#### Excerpted text
Assemblage Art Studio
(scroll down for "Volunteering to Create Art ")
My assemblage works are an arrangement of objects that represent a scene. They are usually landscapes with animals in them, some illustrating the Tucson desert. This is the way that I make my version of Assemblage Art:
For most paintings, the background is created separately and is usually made with sand or rocks, and acrylic paint all set on canvas, wood, or tile.
Objects like stone or shells are arranged until they seem alright. Natural materials are more fun to work with because they are more complex than manmade objects.
The arrangements are rarely created directly on their future backgrounds so they are transferred, exactly repeating the same arrangement. Then the components are individually lifted and affixed to the background.
Volunteering to Create Art
Volunteering to create art for the public is a fun activity. Many nonprofits' budgets can't allow for the hiring of people to do this kind of work. Yet it can raise spirits when the surprise of art is added to plain areas. Many neglected environments could really be improved if someone (anyone!) showed a creative interest in them.
If you're interested in volunteering to create art then it should be easy to find nonprofits that will welcome your efforts. Some will want your ideas on paper first but many don't. Here are some ideas about things to try. Included are some examples of garden art, as well as a theater set, and outdoor signs.
Patio Garden for a Clinic
These planters were created using mailboxes and plastic containers. They were primed in grey, coated with white-tinted shellac, and then finished with a clear topcoat. This gave a cloudlike effect. Tile cement was used for the glass mosaics. The aim was to create a soothing environment for children as they waited for doctor's appointments. The planters have withstood the desert heat and sun for over two years. The wooden chairs and wooden planting box (right photo), which were painted in the same way, only lasted for about a year in good condition. All nontoxic plants were used in the design.

#### Data under study
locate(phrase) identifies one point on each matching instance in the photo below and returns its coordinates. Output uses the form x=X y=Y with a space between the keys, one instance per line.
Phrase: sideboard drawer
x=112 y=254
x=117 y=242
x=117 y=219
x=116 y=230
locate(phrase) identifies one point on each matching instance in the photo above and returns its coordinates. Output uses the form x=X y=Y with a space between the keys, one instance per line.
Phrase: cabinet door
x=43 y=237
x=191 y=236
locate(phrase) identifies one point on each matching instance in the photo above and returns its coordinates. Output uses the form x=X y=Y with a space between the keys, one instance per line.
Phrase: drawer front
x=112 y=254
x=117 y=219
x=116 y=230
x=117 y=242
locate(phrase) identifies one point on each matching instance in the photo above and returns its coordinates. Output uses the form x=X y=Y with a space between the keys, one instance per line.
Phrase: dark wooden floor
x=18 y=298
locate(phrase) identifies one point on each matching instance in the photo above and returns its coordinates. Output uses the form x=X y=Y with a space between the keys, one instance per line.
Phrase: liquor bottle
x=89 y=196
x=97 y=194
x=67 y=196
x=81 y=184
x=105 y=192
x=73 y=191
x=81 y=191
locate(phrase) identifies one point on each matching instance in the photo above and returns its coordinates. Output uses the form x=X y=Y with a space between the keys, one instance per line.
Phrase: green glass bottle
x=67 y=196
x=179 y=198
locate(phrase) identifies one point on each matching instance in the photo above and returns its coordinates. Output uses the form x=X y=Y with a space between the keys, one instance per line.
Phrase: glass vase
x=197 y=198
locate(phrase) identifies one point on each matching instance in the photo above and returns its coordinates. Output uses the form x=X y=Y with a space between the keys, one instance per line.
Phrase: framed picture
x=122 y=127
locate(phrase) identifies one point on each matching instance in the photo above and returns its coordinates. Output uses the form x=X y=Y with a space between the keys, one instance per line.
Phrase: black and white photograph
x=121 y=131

#### What to produce
Decide whether each statement agrees with the Assemblage Art Studio text. Answer yes or no for each and quote the deciding words.
1. The clinic planters were made from mailboxes and plastic containers.
2. The wooden chairs stayed in good condition as long as the planters.
3. The arrangements are usually built directly on their final backgrounds.
Rely only on the Assemblage Art Studio text.

#### Response box
1. Yes: "These planters were created using mailboxes and plastic containers."
2. No: "only lasted for about a year in good condition."
3. No: "The arrangements are rarely created directly on their future backgrounds"